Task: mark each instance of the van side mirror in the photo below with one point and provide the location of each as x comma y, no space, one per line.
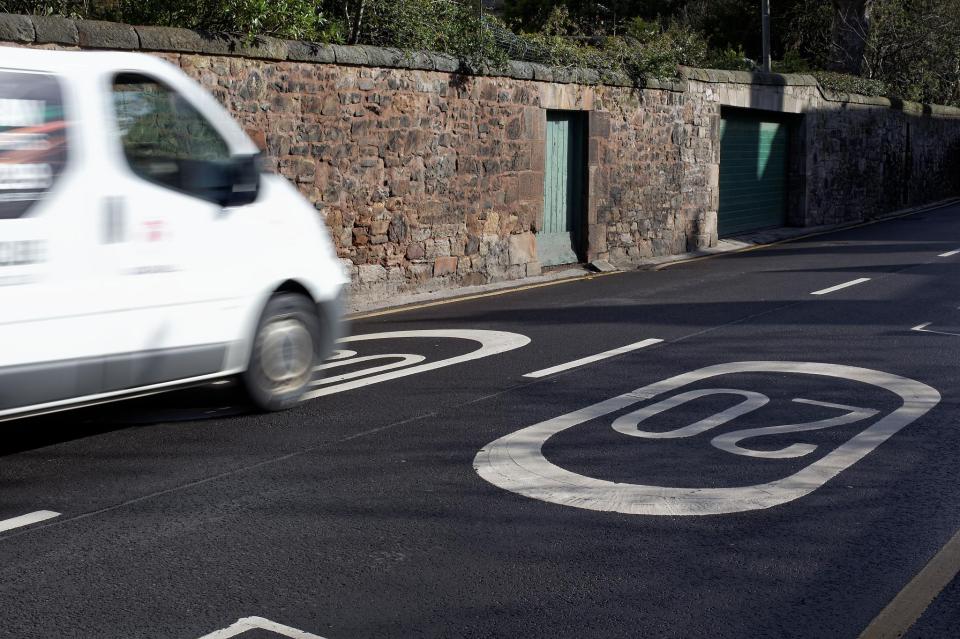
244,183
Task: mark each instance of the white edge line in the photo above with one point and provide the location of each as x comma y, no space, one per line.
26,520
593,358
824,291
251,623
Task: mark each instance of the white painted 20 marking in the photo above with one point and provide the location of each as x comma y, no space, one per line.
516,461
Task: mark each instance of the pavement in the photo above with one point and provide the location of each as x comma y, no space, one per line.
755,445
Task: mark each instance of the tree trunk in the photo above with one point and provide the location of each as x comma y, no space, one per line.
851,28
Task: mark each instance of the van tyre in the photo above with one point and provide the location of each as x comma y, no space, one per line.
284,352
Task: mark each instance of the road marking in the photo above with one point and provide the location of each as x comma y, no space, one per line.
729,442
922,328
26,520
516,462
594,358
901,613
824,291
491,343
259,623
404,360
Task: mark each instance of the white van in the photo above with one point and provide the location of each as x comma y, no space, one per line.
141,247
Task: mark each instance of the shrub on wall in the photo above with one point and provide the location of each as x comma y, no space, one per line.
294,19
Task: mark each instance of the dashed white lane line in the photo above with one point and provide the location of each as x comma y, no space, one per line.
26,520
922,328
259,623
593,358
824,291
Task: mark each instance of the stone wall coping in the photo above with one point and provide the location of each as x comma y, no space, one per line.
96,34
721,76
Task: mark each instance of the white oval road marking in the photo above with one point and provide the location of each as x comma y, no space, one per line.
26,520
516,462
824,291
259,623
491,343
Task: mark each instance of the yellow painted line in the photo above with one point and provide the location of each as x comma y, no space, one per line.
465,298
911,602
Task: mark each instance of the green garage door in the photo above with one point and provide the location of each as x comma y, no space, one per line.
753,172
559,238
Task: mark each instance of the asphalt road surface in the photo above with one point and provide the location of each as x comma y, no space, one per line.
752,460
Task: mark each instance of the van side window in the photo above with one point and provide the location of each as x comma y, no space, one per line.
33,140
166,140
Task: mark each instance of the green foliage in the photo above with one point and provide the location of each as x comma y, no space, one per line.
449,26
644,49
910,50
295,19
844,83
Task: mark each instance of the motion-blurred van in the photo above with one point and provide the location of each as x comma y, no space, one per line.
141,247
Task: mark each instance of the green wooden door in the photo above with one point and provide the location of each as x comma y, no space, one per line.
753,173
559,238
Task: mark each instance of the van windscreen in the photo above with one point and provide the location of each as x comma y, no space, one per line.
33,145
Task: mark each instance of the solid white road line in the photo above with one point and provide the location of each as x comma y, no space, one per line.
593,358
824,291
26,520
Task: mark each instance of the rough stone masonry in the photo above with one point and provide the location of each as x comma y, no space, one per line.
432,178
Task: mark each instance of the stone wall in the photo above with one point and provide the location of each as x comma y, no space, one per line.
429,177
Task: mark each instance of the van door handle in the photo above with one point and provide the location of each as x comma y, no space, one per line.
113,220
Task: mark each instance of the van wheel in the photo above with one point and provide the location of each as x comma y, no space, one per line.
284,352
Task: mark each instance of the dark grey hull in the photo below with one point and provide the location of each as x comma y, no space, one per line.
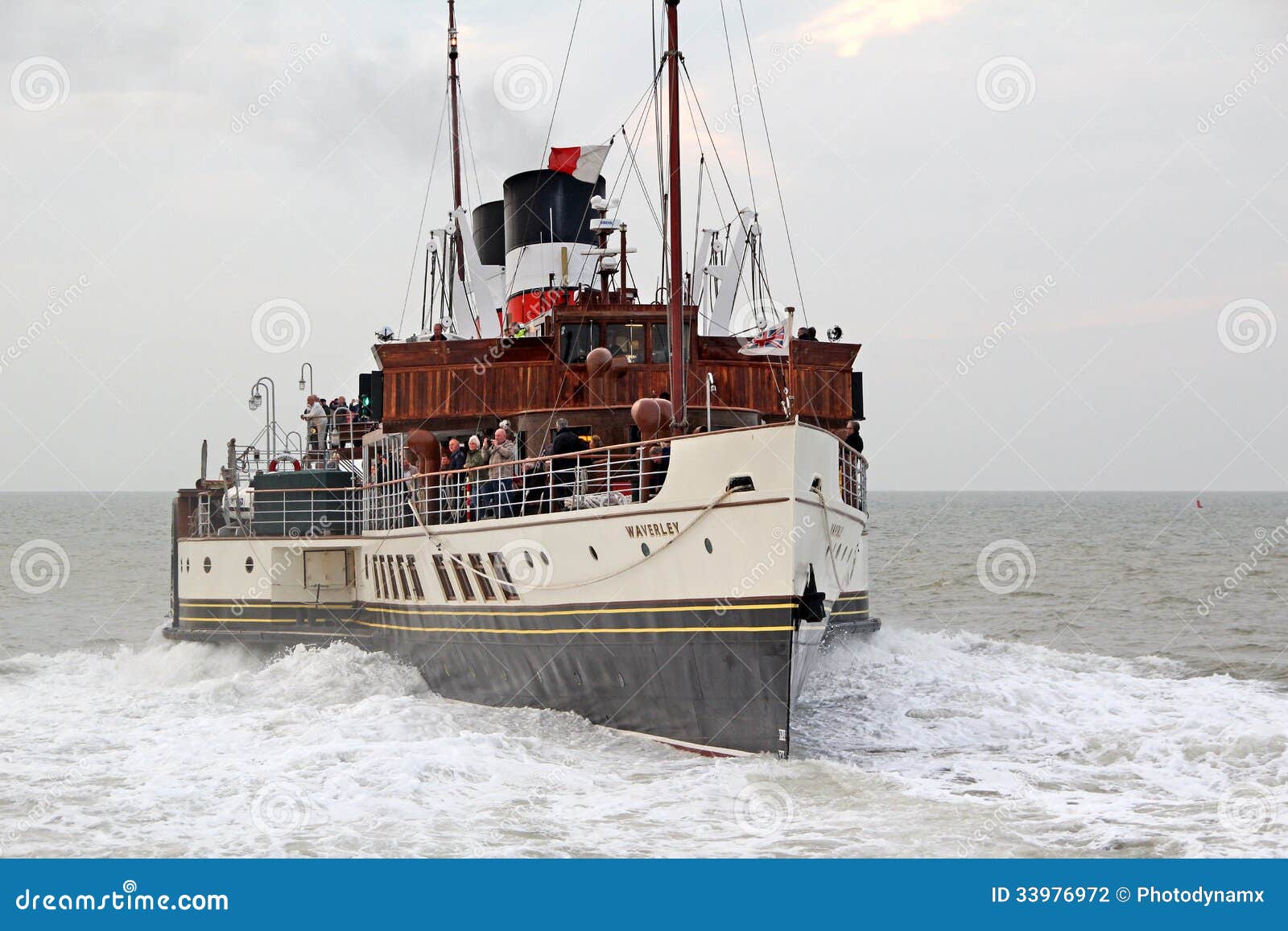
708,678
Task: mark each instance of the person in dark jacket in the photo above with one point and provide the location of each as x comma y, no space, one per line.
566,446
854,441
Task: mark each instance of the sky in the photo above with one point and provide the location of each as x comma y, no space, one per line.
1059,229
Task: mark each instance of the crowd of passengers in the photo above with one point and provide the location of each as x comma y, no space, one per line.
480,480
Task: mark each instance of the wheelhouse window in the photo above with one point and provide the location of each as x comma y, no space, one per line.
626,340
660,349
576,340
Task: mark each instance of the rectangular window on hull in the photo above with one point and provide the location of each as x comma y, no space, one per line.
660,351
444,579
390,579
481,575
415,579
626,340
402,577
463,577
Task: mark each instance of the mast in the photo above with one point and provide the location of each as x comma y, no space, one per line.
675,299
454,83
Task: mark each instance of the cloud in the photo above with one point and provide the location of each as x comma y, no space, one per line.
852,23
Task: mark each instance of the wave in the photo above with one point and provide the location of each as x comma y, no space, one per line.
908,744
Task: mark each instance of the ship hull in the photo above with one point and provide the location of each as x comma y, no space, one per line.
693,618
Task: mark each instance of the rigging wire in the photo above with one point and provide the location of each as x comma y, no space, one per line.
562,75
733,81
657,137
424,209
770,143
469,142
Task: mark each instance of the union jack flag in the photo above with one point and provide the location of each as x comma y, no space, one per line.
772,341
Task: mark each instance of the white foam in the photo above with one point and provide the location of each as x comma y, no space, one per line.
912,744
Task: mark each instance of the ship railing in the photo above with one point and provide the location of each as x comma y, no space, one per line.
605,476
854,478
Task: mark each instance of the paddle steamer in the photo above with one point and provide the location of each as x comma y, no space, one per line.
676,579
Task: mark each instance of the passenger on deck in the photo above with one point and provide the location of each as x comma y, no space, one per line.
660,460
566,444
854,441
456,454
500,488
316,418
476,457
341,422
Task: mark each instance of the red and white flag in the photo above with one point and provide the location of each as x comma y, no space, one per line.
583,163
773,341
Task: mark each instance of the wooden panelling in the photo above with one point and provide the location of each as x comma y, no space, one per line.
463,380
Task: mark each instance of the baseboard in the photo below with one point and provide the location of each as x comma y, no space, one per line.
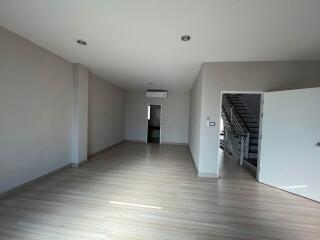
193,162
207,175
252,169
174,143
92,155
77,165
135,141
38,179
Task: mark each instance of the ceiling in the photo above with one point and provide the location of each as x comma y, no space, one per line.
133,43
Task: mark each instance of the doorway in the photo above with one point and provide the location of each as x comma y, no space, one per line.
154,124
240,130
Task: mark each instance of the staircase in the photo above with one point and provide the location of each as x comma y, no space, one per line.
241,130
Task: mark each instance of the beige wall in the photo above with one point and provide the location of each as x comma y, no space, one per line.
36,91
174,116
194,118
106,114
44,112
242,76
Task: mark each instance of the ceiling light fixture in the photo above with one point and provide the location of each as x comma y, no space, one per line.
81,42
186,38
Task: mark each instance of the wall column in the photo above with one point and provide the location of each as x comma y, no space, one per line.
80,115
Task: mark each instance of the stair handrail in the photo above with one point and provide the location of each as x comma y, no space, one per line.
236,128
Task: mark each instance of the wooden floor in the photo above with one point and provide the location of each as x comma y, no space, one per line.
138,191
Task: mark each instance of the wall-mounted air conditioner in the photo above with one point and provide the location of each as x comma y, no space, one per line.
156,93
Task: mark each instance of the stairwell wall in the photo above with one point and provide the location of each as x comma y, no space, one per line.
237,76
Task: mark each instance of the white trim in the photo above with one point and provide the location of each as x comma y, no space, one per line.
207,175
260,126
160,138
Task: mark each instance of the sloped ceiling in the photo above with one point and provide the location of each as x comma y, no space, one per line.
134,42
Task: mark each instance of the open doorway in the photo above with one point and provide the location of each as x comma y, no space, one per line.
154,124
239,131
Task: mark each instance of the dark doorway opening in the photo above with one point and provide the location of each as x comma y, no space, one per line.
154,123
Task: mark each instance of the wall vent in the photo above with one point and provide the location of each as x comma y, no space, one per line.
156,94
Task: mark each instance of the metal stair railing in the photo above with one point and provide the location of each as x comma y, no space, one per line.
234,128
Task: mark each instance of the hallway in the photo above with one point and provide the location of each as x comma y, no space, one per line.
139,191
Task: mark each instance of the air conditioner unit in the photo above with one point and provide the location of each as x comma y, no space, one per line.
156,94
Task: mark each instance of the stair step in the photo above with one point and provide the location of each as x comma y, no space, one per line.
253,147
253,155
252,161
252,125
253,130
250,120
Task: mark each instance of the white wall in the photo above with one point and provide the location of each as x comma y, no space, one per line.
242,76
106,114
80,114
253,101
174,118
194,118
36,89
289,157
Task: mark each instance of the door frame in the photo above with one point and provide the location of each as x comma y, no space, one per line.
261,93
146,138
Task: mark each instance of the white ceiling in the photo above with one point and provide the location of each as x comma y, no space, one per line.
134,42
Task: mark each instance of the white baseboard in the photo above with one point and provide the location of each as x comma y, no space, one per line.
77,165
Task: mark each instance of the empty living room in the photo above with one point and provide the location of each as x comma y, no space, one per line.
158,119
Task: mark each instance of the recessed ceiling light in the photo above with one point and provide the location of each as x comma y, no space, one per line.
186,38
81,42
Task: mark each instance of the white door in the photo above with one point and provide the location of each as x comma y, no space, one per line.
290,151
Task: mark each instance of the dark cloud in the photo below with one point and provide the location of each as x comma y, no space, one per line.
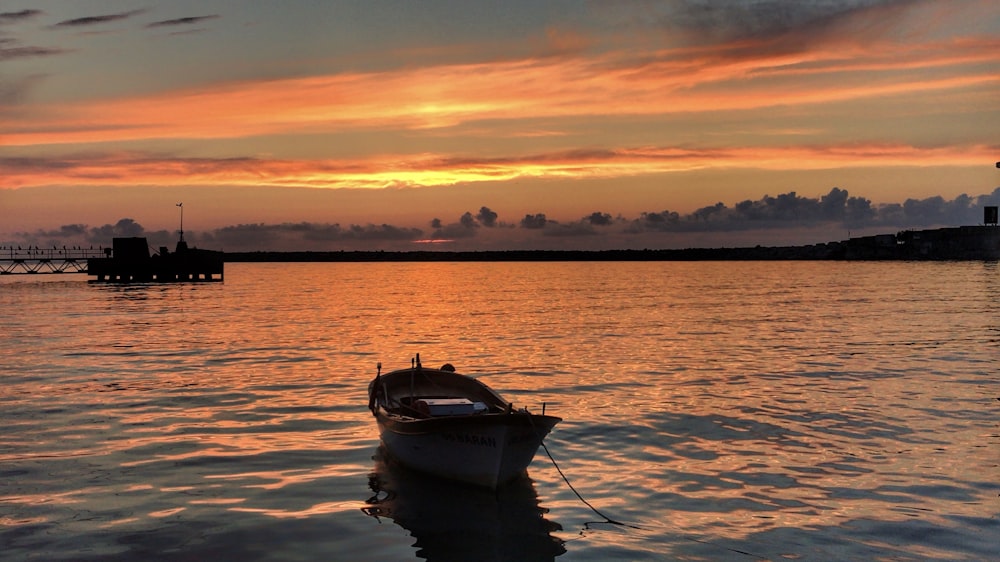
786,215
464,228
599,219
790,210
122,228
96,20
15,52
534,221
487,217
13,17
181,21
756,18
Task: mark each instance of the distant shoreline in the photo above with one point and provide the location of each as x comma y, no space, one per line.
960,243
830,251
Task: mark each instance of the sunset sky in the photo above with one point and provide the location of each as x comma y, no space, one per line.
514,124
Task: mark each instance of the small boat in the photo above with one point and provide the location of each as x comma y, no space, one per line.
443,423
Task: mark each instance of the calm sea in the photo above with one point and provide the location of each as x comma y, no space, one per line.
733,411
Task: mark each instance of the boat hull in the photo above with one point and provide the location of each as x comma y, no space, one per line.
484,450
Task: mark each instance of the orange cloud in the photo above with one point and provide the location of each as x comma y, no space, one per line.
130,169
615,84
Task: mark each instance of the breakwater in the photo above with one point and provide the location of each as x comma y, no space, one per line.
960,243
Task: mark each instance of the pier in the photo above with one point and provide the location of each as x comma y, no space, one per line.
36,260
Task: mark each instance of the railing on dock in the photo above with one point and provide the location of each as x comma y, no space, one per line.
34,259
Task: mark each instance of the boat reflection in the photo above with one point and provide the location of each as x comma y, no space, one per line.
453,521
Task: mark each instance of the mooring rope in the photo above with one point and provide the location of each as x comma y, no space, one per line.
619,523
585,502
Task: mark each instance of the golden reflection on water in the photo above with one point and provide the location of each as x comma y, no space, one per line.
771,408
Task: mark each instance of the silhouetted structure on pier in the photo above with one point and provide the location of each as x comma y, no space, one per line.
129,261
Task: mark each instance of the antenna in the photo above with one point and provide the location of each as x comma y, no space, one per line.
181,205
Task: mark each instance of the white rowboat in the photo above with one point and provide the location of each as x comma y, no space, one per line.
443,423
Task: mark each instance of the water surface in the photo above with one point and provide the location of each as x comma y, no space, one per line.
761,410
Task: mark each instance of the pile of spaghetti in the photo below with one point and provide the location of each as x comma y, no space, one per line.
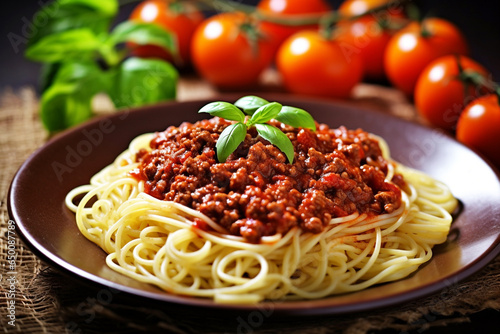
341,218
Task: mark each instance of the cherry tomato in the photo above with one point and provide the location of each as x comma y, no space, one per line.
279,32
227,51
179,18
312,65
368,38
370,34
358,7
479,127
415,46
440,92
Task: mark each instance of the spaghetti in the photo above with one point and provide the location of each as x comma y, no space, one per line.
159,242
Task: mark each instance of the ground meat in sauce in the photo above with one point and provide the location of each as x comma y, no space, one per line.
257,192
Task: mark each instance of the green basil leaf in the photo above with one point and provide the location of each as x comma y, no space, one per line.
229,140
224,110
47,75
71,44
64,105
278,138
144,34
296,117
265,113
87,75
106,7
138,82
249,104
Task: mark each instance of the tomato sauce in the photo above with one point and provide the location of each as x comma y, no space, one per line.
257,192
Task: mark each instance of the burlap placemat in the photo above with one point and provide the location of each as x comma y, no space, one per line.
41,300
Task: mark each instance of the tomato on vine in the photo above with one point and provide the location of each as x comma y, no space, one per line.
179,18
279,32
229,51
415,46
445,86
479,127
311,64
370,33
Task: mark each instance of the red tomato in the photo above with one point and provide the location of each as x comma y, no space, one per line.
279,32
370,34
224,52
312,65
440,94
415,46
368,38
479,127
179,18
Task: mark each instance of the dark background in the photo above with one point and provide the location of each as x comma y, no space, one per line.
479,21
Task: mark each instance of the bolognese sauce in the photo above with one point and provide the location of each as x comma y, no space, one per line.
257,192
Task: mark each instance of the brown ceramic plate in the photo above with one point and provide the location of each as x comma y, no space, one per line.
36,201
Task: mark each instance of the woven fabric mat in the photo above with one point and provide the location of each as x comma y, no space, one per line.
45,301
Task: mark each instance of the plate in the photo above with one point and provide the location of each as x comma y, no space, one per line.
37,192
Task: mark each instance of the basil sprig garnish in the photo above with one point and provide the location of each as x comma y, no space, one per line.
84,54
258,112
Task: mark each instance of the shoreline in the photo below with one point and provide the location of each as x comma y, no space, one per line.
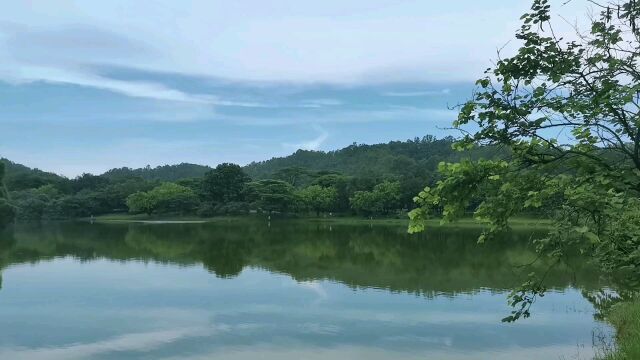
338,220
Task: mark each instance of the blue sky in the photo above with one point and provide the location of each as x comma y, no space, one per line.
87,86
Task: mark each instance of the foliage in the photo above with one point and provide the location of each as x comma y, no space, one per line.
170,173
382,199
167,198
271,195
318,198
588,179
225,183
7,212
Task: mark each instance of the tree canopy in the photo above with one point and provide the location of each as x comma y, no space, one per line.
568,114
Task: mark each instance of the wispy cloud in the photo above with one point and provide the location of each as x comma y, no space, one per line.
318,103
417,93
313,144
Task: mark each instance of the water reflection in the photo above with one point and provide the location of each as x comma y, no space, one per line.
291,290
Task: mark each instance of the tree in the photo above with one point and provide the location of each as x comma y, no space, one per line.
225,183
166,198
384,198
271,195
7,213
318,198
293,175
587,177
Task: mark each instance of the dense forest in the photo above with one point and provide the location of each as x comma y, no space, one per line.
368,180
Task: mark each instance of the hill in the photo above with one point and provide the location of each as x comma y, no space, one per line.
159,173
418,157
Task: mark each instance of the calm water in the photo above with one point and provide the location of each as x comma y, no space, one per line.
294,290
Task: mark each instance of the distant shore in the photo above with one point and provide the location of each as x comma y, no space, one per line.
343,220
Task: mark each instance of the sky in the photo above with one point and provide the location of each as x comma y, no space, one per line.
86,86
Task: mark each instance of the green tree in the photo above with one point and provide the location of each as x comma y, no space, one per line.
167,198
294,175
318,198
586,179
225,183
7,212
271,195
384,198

• Exercise brief:
Please print exactly the lines of the entries above, beginning with the line that contains "Task: mark each instance of the dense" and ending with the last line.

• Task answer:
Task: mark each instance of the dense forest in the photo above with one point and provide the location of each as x comma y, no space, one per line.
368,180
Task: mark each instance of the hill in the photo above with one point and provide the location of each as x comma y, no space, one per line.
159,173
418,157
Task: mark each instance of the calm water in the photo above with one point and provide the location of each as x comma y, no space, one per line.
294,290
Task: mark each instance of the distant shore in the photo above with one point and provide the location of each as x comma y, no space, one per line.
343,220
Task: mark each instance of the sky in the photo above with one point and provide the location of each as x comma y, no space, one per line.
86,86
Task: mark each instance of the green tree in the photo above with one point and provide the location of each as x comma y, no space, one per line.
167,198
294,175
318,198
586,179
225,183
7,212
271,195
384,198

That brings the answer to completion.